◆ WHAT IS REQUIRED ◆
Gather every line from the entries below that contains the string "rough".

◆ RECORDS FOR THIS EXERCISE ◆
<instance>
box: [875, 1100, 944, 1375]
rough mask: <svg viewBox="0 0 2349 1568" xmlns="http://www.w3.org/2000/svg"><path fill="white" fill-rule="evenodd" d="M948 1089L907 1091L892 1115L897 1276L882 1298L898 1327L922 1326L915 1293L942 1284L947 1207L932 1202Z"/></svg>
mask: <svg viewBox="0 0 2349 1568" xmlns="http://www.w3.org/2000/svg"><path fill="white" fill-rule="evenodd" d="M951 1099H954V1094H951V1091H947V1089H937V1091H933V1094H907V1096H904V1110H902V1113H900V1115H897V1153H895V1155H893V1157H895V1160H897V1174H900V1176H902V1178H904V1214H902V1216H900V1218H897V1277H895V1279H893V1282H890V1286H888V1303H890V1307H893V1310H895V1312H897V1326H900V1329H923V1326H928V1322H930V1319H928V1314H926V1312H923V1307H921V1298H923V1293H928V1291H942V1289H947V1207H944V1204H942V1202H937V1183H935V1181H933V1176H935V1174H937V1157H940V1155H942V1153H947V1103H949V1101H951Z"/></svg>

--

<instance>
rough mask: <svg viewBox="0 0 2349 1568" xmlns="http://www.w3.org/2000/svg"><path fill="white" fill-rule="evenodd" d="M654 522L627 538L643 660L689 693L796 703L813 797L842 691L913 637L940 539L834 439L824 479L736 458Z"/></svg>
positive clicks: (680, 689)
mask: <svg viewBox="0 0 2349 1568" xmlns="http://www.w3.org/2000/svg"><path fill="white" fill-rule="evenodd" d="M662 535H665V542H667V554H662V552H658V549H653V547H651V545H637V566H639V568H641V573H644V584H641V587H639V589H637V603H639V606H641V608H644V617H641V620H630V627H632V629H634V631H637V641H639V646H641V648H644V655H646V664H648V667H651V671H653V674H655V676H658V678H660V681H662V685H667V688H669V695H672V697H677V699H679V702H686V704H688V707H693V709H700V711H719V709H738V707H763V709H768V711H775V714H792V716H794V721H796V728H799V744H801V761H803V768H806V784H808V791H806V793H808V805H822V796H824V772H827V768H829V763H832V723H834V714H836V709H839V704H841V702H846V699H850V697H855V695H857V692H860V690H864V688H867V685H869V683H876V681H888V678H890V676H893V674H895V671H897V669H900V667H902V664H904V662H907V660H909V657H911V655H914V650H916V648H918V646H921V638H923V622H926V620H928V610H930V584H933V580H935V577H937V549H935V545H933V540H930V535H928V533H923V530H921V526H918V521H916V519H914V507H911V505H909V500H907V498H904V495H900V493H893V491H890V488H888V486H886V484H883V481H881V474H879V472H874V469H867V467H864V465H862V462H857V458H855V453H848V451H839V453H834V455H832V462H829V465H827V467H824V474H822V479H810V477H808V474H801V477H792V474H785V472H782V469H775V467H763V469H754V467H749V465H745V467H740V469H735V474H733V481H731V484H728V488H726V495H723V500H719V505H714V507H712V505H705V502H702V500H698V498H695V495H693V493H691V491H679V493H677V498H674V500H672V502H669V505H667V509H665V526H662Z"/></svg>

◆ ANSWER SECTION ◆
rough mask: <svg viewBox="0 0 2349 1568" xmlns="http://www.w3.org/2000/svg"><path fill="white" fill-rule="evenodd" d="M948 1089L907 1091L892 1115L897 1276L882 1298L898 1327L922 1326L915 1293L942 1284L947 1207L932 1202Z"/></svg>
rough mask: <svg viewBox="0 0 2349 1568" xmlns="http://www.w3.org/2000/svg"><path fill="white" fill-rule="evenodd" d="M654 522L627 538L643 660L689 693L796 703L813 797L842 691L913 637L940 539L834 439L824 479L736 458Z"/></svg>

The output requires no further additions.